──────── The records
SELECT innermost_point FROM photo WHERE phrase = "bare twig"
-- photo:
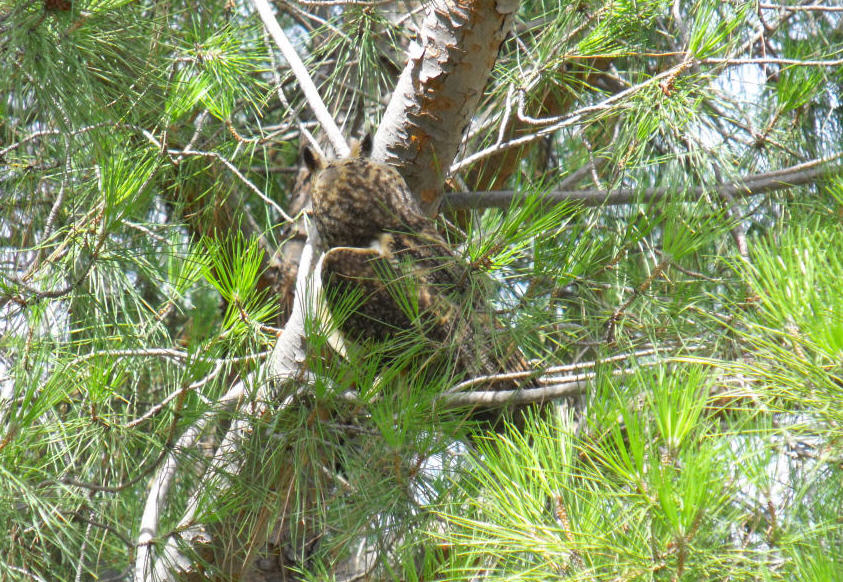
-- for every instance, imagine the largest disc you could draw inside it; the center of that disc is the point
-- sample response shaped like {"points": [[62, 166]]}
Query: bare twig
{"points": [[311, 94], [783, 179]]}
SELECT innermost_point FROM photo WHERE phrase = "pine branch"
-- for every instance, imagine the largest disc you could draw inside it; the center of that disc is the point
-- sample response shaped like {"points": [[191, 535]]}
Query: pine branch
{"points": [[799, 175]]}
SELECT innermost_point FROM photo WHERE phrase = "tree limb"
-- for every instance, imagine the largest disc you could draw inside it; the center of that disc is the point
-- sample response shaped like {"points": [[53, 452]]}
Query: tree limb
{"points": [[798, 175]]}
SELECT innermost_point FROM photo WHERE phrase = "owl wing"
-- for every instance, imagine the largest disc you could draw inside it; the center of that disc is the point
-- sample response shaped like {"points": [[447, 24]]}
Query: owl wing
{"points": [[415, 283]]}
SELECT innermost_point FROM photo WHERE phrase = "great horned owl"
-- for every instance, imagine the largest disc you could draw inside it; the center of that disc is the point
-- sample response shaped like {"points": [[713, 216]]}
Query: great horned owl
{"points": [[382, 249]]}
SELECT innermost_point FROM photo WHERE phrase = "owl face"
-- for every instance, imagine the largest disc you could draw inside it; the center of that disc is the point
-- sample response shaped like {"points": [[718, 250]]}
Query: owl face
{"points": [[355, 199]]}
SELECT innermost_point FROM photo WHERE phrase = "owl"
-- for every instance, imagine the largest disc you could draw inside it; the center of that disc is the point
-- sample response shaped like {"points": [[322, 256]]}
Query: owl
{"points": [[403, 276]]}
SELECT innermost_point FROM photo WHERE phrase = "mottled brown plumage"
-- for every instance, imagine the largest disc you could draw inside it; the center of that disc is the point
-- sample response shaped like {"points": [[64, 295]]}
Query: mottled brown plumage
{"points": [[384, 251]]}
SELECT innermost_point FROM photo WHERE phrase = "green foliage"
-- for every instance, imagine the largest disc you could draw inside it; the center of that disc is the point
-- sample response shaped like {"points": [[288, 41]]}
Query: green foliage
{"points": [[144, 278]]}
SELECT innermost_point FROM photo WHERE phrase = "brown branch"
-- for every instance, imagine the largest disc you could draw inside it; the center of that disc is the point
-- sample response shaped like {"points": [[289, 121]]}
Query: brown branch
{"points": [[798, 175]]}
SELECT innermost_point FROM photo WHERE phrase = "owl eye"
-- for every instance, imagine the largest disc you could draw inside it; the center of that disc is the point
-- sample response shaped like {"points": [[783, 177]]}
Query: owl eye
{"points": [[312, 159]]}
────────────────
◆ **Exercise task**
Pull out each line of the entries above that contains the word "pine" and list those lines.

◆ **Written response**
SELECT innermost_point FROM photo WHERE phrase = "pine branch"
Query: pine branch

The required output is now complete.